2.3. Model Specimens

During the experimental study, the similarity ratio was 1:2. The diameter of the steel bar of the model cap and the base plate of the cap was 18 mm; the diameter of the other bars was 12 mm, as shown in Figure 5. To meet the requirements of the length of the longitudinal reinforcement, the bottom of the pier was provided with a perforated plug welding of the steel plate with the longitudinal reinforcement of the pier.

The specimens were poured with C70 concrete and filled with C40 concrete. The longitudinal steel bars were HRB400 steel bars, where 18 steel bars had a diameter of 20 mm in the outer ring and 9 steel bars had a diameter of 10 mm in the inner ring, and HPB300 spiral stirrups had a spacing of 100 mm. The main reinforcement of the pier column and the steel end plate adopts perforated plug welding, the size of the steel end plate was the same as the section of the pier column, the thickness was 10 mm, and Q235 (Q235 indicates a steel plate with a yield strength of 235 MPa) steel was used. The structure diagram of the scaled pier column is shown in Figure 6.

3. Experimental Research

3.1. Specimen Design

In the whole research plan, seven specimens were included, and the research parameters included the depth of bearing insertion, the thickness of the base plate, and the construction method [7]. The focus of the paper was the vertical bearing capacity analysis of precast assembled piers; only specimen S7 was used, as shown in

Table 2. Specimen description.

Specimen	Pouring Method	Platform Height/mm	Socket Depth/D	Connection Method	Bottom Plate Thickness/mm
S1	cast-in-place	750	none
S2	prefabricated components	750	0.7	shear key	250
S7		750	0.7	shear key	0

. Specimen S7 is a precast pier and bearing platform specimen. The caps under the pier column were hollowed out, no bottom plate was provided, temporary supports were set under the caps, and high-strength non-shrinkage cement grouting material was poured. This study focused on the bearing capacity under vertical load, so only the test results of specimen S7 are introduced.

Model construction and assembly were divided into three stages, which are the production of steel cages for pipe piers, the centrifugal forming of pipe piers, and the prefabrication and assembly of the caps. Some construction photos are shown in Figure 7.

3.2. The Test Loading Device and the Loading Process

Test loading equipment was a 10,000 kN electro-hydraulic servo multifunctional structural test system, as shown in Figure 8. The vertical loading capacity was 10,000 kN in compression and 3000 kN in tension. The maximum stroke was ±300 mm. The horizontal loading capacity was 1500 kN, and the maximum stroke was ±400 mm. The test force measurement range and indication accuracy were 4%–100%, and the displacement resolution was 0.01 mm. Specimen S7 was subjected to axial force by means of the force control and the loading rate was 50 kN/min. The specimen was loaded in axial pressure only and slowly increased until it was damaged. The load increment was about 500 kN, and it was necessary to hold the load and observe the cracks and damage process at each load step. Because of the limitation of the test loading capacity, the maximum loading capacity of the testing machine was 10,000 kN. When the central loading was used, the specimen was not damaged when it reached 10,000 kN, so eccentric loading was applied after unloading in order to obtain the damage pattern of the precast piers. At eccentric distances of 5 cm and 10 cm, the specimens were not damaged. Until the eccentricity of the specimen reached 12.5 cm, the pier was damaged.

- LISTING:
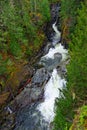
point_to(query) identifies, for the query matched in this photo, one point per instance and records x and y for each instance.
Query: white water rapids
(51, 91)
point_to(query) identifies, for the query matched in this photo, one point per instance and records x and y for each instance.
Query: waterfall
(55, 83)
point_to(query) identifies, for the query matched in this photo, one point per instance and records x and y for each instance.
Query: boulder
(29, 118)
(34, 90)
(51, 63)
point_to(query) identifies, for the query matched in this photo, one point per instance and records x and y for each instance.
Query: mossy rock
(80, 121)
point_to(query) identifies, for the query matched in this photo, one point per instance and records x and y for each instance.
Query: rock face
(51, 63)
(29, 118)
(33, 91)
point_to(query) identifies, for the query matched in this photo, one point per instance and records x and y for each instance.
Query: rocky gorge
(27, 111)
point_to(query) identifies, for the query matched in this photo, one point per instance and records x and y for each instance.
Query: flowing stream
(51, 91)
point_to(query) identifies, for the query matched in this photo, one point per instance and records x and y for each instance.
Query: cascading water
(51, 91)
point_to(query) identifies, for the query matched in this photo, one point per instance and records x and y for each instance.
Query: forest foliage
(21, 35)
(75, 94)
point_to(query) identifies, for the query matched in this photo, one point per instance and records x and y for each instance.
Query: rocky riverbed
(22, 112)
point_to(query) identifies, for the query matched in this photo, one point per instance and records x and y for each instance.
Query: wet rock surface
(34, 90)
(24, 107)
(51, 63)
(30, 118)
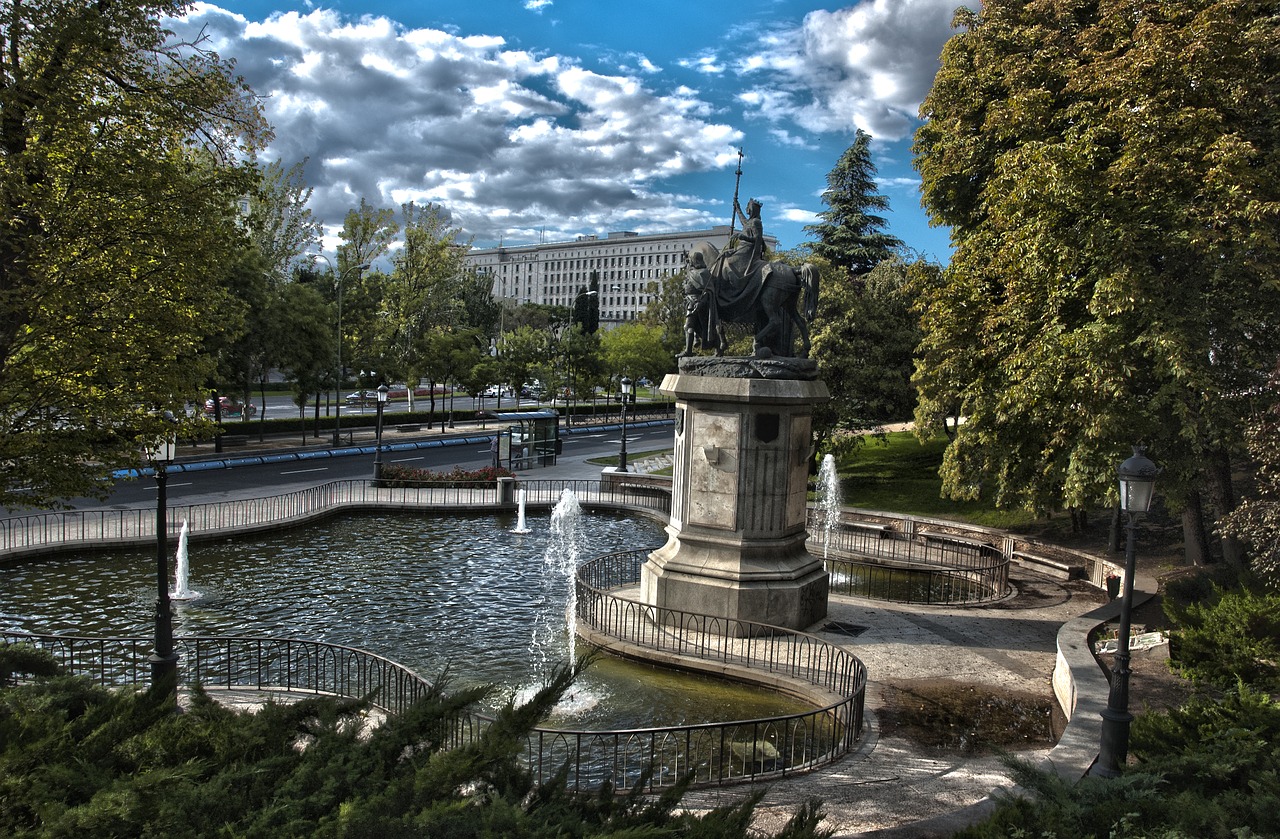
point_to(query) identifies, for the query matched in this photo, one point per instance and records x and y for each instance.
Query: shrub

- TASK INSTRUCTIONS:
**A)** Duplicate the part of the precast pier test excerpt between "3. Experimental Research" and "2. Specimen description.", inclusive.
**B)** In the precast pier test excerpt, what loading rate was used when axial force was applied to specimen S7?

- OUTPUTS FOR THE TASKS:
**A)**
3. Experimental Research

3.1. Specimen Design

In the whole research plan, seven specimens were included, and the research parameters included the depth of bearing insertion, the thickness of the base plate, and the construction method [7]. The focus of the paper was the vertical bearing capacity analysis of precast assembled piers; only specimen S7 was used, as shown in

Table 2. Specimen description.

**B)** 50 kN/min.